-- Exercise description --
From the data below, pull out word for word the part that opens with the line containing "If you could spot the setting" and closes with the line containing "column 505, row 456", with both of those lines included.

-- Information shown --
<<<<

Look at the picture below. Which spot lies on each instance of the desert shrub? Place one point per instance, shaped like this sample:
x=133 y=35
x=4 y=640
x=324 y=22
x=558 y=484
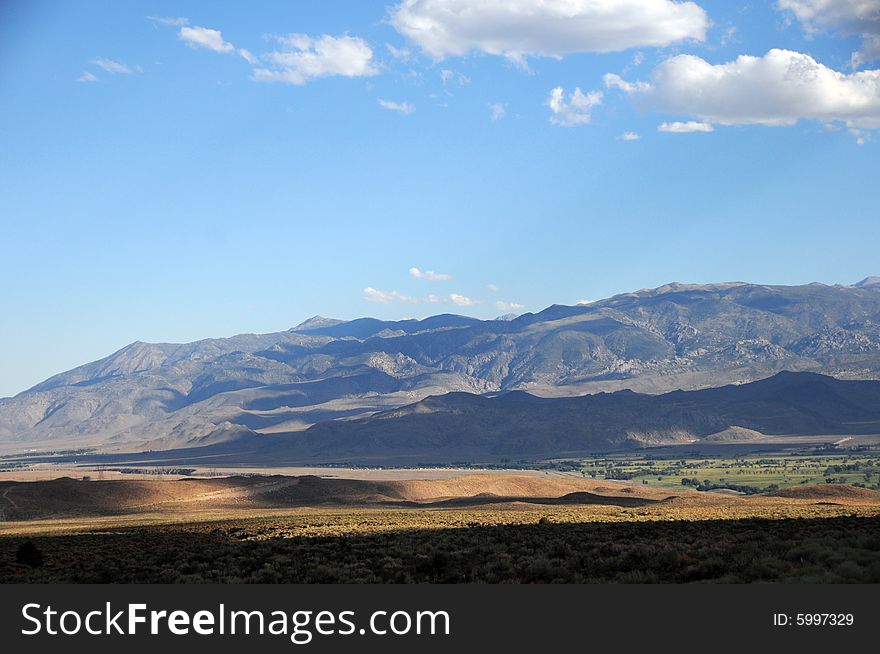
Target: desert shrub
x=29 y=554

>>>>
<<<<

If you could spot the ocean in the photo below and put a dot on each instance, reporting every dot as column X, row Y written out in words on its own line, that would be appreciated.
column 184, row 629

>>>>
<<<<

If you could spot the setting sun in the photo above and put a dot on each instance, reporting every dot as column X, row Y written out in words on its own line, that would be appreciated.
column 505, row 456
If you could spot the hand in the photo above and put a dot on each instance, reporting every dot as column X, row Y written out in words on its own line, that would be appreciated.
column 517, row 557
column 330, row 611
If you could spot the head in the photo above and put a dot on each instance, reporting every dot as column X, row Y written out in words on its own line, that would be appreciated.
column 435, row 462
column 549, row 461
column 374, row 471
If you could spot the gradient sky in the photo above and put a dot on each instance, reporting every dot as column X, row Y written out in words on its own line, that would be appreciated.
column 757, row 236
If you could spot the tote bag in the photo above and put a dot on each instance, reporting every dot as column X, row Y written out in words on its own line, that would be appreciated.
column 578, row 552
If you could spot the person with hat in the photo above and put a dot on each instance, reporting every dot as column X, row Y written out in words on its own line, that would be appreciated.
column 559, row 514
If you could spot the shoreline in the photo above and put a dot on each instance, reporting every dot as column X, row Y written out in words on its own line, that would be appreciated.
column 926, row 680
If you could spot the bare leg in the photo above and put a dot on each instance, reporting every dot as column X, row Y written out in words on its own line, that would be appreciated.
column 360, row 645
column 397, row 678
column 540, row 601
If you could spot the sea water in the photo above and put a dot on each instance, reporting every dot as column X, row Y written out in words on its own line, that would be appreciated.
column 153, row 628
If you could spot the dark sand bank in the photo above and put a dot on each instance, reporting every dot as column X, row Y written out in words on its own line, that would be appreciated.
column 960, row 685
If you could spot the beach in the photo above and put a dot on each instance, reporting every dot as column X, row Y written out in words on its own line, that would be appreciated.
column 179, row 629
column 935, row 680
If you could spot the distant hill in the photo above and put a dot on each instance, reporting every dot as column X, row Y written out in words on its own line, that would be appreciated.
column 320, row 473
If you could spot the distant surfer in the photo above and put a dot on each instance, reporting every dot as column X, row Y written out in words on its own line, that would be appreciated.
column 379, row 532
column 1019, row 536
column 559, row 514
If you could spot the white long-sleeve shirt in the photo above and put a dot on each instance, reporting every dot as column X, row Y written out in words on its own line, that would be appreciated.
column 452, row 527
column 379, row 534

>>>>

-- Exercise response --
If you could spot the setting sun in the photo above and put a dot on each instance, reporting every dot as column X, row Y written out in words on its own line, that would be appreciated.
column 505, row 456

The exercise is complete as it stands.